**TASK DESCRIPTION**.
Go through the data below and copy it exactly, skipping every picture.

**INPUT RECORDS**.
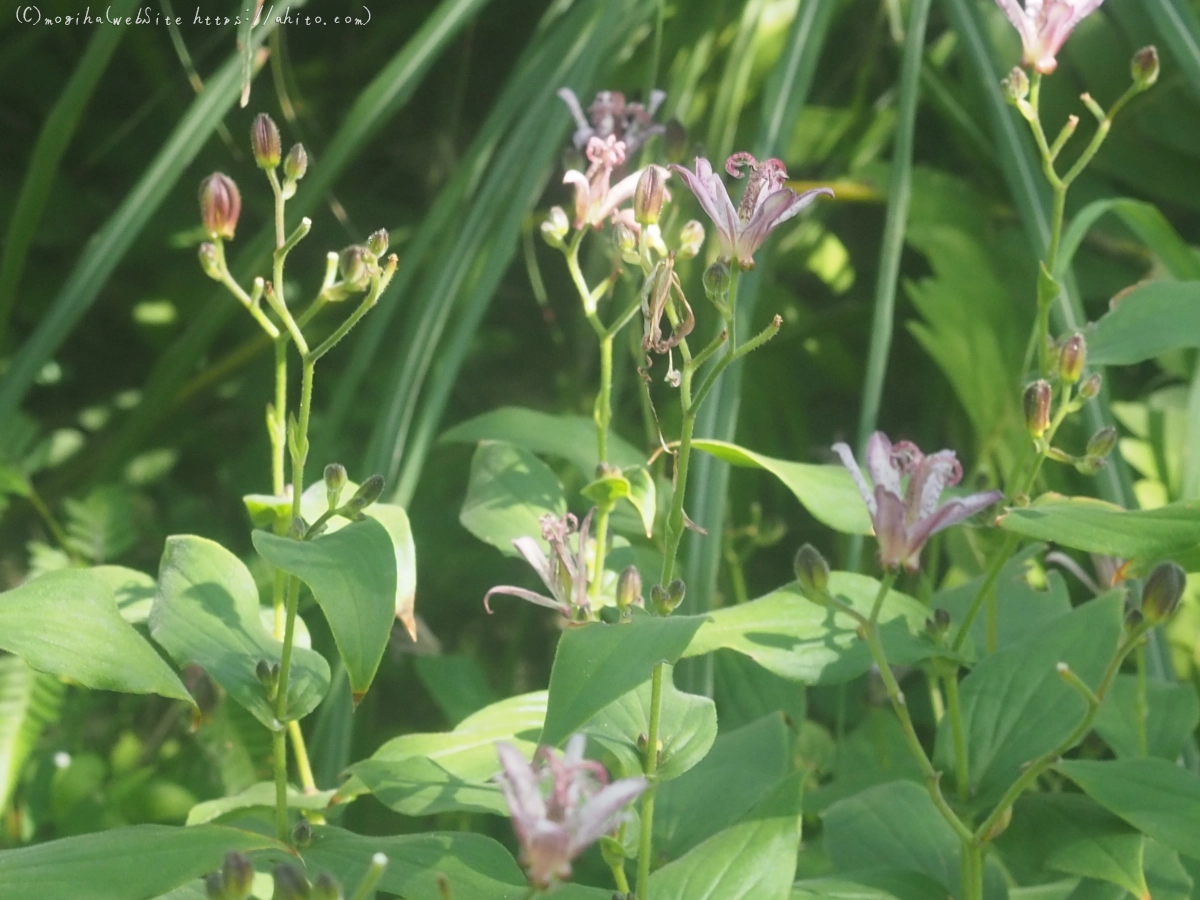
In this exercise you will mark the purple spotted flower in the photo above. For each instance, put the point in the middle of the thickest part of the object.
(564, 571)
(1044, 25)
(765, 205)
(905, 516)
(561, 805)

**TASK ANSWER**.
In this exercise you will mark the purple spotted flower in the photo above. For each instance, put the point in the middle of the thickest part of the object.
(564, 571)
(1044, 25)
(765, 205)
(905, 516)
(561, 805)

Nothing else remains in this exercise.